**PROBLEM DESCRIPTION**
Copy out the rows below, changing every "intersection count sheet" to "street survey log" and leaving all other text as it is.

**Dataset rows**

•••

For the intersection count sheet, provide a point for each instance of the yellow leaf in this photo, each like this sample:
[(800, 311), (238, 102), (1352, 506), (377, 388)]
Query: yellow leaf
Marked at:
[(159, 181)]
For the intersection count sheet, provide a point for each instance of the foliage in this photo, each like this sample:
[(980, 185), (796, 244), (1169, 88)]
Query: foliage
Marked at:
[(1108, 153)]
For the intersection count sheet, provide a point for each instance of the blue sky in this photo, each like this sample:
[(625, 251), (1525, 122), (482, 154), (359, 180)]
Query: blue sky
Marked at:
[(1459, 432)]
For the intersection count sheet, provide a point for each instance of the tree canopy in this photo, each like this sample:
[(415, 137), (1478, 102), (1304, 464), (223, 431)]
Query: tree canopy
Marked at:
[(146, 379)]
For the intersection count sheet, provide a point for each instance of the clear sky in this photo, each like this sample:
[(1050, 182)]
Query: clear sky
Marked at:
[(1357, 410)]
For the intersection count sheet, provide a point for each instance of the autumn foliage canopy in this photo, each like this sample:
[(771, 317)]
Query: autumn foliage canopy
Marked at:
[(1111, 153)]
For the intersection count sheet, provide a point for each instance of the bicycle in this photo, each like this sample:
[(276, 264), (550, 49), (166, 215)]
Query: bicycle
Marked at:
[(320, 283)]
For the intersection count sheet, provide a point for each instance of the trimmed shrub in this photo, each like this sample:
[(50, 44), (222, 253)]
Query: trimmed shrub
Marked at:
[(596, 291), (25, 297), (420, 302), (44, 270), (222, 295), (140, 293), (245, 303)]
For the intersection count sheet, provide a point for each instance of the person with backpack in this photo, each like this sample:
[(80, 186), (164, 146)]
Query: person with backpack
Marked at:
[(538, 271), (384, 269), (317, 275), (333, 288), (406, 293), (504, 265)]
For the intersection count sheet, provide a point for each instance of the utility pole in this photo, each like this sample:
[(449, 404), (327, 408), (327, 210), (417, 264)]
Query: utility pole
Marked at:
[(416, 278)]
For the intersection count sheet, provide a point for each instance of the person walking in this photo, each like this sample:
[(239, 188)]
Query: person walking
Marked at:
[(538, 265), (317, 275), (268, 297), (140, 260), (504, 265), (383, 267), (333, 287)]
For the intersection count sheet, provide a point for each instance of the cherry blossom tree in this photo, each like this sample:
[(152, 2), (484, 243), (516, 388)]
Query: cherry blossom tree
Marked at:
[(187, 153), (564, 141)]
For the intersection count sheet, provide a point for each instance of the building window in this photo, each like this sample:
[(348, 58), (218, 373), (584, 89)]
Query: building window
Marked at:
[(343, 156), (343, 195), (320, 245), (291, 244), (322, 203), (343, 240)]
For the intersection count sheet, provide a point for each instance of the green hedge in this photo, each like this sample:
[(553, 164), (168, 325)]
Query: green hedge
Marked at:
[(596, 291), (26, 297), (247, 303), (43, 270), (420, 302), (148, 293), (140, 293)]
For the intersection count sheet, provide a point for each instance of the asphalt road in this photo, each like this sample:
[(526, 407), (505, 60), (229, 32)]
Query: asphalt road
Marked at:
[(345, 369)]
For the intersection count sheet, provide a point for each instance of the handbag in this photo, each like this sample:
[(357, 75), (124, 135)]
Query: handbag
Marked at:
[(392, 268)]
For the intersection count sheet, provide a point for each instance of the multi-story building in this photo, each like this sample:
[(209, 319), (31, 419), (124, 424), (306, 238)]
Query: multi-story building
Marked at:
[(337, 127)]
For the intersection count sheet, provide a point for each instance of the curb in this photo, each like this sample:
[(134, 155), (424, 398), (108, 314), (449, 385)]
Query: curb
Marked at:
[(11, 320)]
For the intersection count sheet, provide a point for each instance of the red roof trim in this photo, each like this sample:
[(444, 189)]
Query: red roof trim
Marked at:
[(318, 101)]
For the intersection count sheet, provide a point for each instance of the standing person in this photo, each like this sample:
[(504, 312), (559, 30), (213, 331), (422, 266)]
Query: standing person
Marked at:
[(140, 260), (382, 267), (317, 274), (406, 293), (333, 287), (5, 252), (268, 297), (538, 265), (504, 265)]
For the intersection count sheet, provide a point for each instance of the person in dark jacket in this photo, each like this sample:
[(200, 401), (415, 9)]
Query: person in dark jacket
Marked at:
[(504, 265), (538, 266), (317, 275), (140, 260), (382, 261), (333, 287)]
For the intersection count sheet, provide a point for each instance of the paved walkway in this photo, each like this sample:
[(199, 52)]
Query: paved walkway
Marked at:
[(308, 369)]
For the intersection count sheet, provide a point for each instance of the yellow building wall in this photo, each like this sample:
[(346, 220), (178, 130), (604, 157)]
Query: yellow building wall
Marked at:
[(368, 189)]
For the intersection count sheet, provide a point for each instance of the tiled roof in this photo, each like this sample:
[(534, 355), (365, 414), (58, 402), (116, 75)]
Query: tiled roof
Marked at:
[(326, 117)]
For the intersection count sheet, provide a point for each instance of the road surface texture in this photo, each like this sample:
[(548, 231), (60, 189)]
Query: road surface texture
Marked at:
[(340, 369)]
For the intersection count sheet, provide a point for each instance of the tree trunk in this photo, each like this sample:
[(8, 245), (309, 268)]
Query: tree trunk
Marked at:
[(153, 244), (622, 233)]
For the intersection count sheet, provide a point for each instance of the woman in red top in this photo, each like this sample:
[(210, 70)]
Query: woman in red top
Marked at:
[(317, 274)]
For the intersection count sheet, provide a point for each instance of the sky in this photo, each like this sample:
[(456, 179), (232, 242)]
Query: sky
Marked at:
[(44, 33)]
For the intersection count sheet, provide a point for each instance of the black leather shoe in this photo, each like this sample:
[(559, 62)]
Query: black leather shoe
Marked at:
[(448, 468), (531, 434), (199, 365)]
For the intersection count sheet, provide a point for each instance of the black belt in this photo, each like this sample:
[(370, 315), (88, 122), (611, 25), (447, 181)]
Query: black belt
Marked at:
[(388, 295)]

•••

**EXERCISE RESULT**
For the street survey log, provide a point for each instance of the yellow leaf in this photo, each like this sample:
[(800, 311), (238, 102), (1352, 506), (377, 388)]
Query: yellow leaf
Marked at:
[(159, 181)]
For the street survey log, provide a point for each instance of the foliage in this photo, each like this sample:
[(980, 185), (796, 244), (1169, 88)]
Query: foliage
Marked at:
[(1108, 153)]
For the street survey log, provide a point for each instance of the blue sky in this photo, each like this sample:
[(625, 251), (1525, 122), (482, 154), (359, 180)]
Query: blue sky
Marked at:
[(1459, 432)]
For the street survey log, provide a point for each instance of the tree canopy in this photo, each like this sample:
[(415, 137), (1478, 102), (1304, 464), (223, 431)]
Query: tree canopy
Marked at:
[(146, 379)]
For the street survey log, provide a point for each instance of the clear sky in this photo, each like this sample:
[(1050, 182)]
Query: clear sky
Marked at:
[(1357, 410)]
For the street survey log, provide a point for each instance of the autumn foliage canopy in this photo, each like this sample:
[(771, 317)]
Query: autumn foliage canopy
Marked at:
[(1111, 153)]
For the street survey log, provide a point for each instance of the bicycle in this photo, each like this sample:
[(276, 264), (550, 49), (166, 215)]
Query: bicycle
Marked at:
[(320, 283)]
For the street survey log, provide a point for each instance of the trimmed shrub in this photo, each like this sample:
[(50, 44), (222, 253)]
Query: trimmed shrub
Marked at:
[(596, 291), (25, 297), (420, 302), (44, 270), (222, 295), (140, 293), (245, 303)]
For the street survey log, provide a point for each instance of the person with backpack in this photo, each like this sample:
[(80, 186), (164, 146)]
Query: person with backpack
Marked at:
[(538, 271), (384, 269), (317, 275), (333, 288), (406, 293), (504, 265)]
For the street survey log, provide a point for each instance of the utility pole in this photo, each like this sample:
[(449, 404), (327, 408), (327, 210), (417, 264)]
Query: utility pole
Marked at:
[(416, 278)]
For the street survey log, provide a point for each instance of the person walking in this photo, each like this sample:
[(239, 188)]
Query: person walking
Marked at:
[(538, 265), (317, 275), (268, 297), (140, 260), (504, 265), (383, 267), (333, 287)]
For the street survey log, provide a point for each instance of the cherry blossom tree in this photo, each like this sample:
[(152, 2), (484, 243), (516, 388)]
Query: cherry blossom tree
Marked at:
[(187, 153), (564, 141)]
For the street survey log, provide a point for each instance of the building window in this photo, each like this sample:
[(348, 58), (218, 373), (584, 89)]
Query: building window
Marked at:
[(343, 156), (343, 195), (320, 245), (291, 244), (322, 203), (343, 240)]
For the street survey log, provide a point for each instance of the green hedge in this photo, each like this sample:
[(553, 164), (168, 325)]
Query: green hedge
Marked at:
[(596, 291), (26, 297), (247, 303), (43, 270), (420, 302), (148, 293), (140, 293)]
For the street survey log, provide a point for each instance of the asphalt road in this photo, each like this sample:
[(526, 407), (505, 60), (229, 32)]
Query: asphalt road
Marked at:
[(345, 369)]
For the street survey log, provide a point for each instance of the handbag in this photo, each like this sample:
[(357, 75), (124, 135)]
Query: handbag
Marked at:
[(392, 268)]
For the street survey log, provide a point for each instance of the multi-story building in this photo, each like this sample:
[(209, 319), (31, 419), (124, 424), (306, 238)]
Query: multi-story building
Marked at:
[(337, 127)]
For the street survey log, provide a point for each instance of the curb in this photo, each like this sample:
[(134, 155), (424, 398), (108, 314), (449, 385)]
Query: curb
Marked at:
[(11, 320)]
For the street survey log, provide a point for each instance of the red roof trim in this photo, each like this sample:
[(444, 189)]
Query: red roof trim
Marked at:
[(318, 101)]
For the street survey log, provide a point for each instance of the standing person in this photo, each like this sample:
[(504, 312), (559, 30), (213, 331), (422, 266)]
Query: standing person
Marked at:
[(140, 260), (382, 267), (317, 274), (406, 293), (333, 287), (5, 252), (268, 297), (538, 265), (504, 265)]
For the street survey log, provide a point for each instance of the person in dark jacket in this photo, each like this sample:
[(200, 401), (415, 9)]
Query: person in dark jacket
Marked at:
[(504, 265), (538, 266), (317, 275), (140, 260), (382, 261), (333, 287)]
For the street survey log, provide a point for each instance of the paved walkway in this photo, each like this sample:
[(199, 52)]
Query: paved walkway
Marked at:
[(308, 369)]
For the street survey log, provide a point for each instance of the yellow building wall in this photo, each like this sample:
[(346, 220), (178, 130), (604, 157)]
Query: yellow building wall
Marked at:
[(368, 189)]
For the street survey log, provide a point for each instance of the tiled roof in this photo, each like this sample:
[(534, 355), (365, 414), (58, 402), (116, 75)]
Query: tiled roof
Marked at:
[(326, 117)]
For the street survey log, provide a point for each instance of the road surface texture in this photo, each like this sample:
[(548, 231), (60, 189)]
Query: road surface texture
Marked at:
[(340, 369)]
For the street survey log, provide a point for each instance of the tree trunk in this photo, each like this sample:
[(8, 245), (309, 268)]
Query: tree trunk
Marked at:
[(153, 244), (622, 233)]
For the street survey log, provide a point for each instance of the woman in red top in this photo, each like this sample:
[(210, 70)]
Query: woman in red top
Marked at:
[(317, 274)]
For the street survey log, provide a point for each instance of the sky in this photo, each like this sample:
[(456, 179), (232, 242)]
Query: sky
Marked at:
[(44, 33)]
For the street survey log, provide a point for each instance of the black leather shoe in this photo, each like this sample:
[(559, 62)]
Query: black leather shoe
Marked at:
[(448, 468), (531, 434), (199, 365)]
For the street survey log, provide a point for each instance of the black belt in this photo, each like this sample:
[(370, 315), (88, 122), (611, 25), (447, 181)]
Query: black belt
Marked at:
[(388, 295)]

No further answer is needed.